(Material for the task begins)

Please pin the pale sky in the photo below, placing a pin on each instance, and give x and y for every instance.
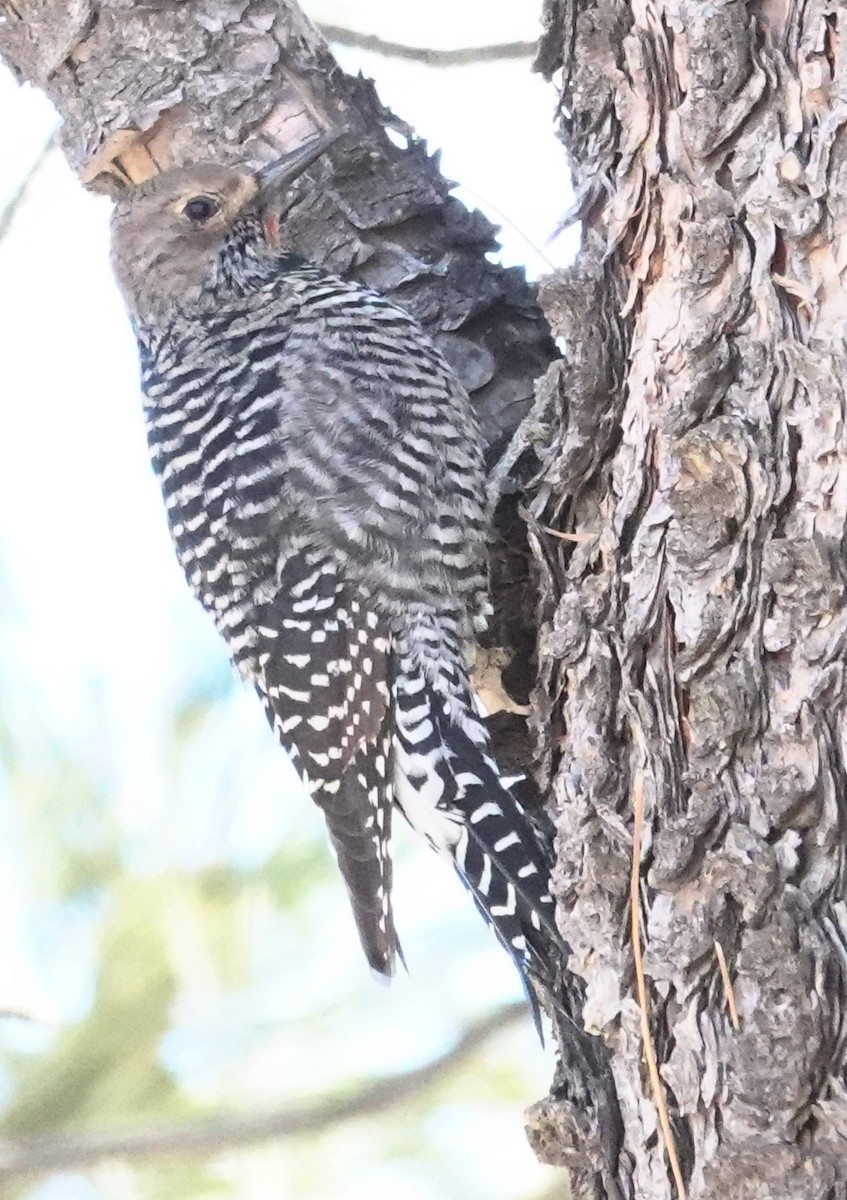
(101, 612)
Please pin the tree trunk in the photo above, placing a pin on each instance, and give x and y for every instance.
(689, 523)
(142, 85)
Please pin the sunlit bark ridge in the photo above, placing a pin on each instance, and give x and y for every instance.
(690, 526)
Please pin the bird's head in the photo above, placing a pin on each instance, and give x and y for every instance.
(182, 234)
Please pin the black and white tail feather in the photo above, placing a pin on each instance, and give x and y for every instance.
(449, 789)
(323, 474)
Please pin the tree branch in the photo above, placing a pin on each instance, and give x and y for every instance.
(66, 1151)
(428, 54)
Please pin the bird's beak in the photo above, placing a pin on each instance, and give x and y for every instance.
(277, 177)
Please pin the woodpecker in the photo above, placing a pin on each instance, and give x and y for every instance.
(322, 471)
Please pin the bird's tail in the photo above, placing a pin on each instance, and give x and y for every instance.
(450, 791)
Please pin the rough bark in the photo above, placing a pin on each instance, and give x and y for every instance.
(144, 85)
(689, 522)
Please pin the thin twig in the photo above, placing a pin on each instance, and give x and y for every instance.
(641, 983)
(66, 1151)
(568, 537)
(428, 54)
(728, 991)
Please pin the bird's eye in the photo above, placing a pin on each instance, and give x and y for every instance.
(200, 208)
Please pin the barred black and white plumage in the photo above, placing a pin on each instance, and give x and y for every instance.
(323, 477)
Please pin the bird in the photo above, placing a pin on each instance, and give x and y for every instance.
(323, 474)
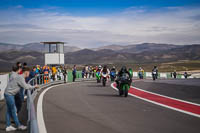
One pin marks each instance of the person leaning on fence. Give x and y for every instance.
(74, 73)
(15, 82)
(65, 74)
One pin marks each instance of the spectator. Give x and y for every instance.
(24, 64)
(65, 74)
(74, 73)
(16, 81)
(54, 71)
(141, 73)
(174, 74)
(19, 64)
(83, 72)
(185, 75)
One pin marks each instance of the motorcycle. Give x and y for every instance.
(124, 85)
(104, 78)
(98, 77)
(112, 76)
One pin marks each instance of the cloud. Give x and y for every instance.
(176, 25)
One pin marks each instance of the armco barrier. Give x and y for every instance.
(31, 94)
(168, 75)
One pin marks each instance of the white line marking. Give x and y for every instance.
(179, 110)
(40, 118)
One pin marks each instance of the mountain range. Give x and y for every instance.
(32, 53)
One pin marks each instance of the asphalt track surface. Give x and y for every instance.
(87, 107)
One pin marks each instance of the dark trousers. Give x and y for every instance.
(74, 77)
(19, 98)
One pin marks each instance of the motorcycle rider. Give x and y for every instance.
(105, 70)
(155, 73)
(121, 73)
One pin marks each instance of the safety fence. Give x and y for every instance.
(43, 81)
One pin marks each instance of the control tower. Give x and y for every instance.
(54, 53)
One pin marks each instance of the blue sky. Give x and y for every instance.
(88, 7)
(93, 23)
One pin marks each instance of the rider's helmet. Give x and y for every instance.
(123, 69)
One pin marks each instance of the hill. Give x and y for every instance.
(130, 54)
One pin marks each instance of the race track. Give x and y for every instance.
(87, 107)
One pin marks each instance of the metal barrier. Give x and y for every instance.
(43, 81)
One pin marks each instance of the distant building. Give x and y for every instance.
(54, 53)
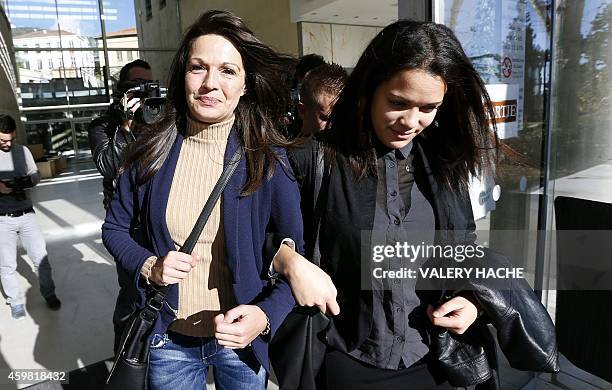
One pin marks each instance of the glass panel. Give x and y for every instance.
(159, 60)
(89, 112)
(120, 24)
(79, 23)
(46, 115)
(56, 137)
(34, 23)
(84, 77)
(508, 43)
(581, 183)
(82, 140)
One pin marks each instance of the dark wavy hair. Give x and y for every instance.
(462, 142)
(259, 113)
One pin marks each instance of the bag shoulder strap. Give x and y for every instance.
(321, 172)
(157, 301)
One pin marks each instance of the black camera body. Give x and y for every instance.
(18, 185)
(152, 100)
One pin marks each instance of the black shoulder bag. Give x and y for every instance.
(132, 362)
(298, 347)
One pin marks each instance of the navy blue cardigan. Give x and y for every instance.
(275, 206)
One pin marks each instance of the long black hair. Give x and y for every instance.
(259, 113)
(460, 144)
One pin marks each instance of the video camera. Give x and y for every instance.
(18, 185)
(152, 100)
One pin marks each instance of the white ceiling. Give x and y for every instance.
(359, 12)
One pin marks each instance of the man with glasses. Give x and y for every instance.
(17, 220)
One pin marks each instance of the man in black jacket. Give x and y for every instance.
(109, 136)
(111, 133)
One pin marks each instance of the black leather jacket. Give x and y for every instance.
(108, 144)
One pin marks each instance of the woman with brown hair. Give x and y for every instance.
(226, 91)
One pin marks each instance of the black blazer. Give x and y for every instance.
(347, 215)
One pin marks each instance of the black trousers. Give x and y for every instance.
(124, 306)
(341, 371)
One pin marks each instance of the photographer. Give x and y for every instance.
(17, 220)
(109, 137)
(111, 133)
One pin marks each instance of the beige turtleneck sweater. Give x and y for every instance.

(Material for the task ends)

(Exercise objective): Set down exactly, and only, the lines of the data above from the line containing "One pin marks each instance of the black blazer." through the last one.

(Written answer):
One pin marks each instance of the black blazer. Give x and y for every instance.
(347, 215)
One pin marks each instance of the black trousers. Give x and y for every instance.
(124, 306)
(341, 371)
One pin marks each instance of the photographer. Give x and y for every instance.
(17, 220)
(109, 137)
(111, 133)
One pin marks each instance of the beige turtleneck sweater. Give x and y for every instance.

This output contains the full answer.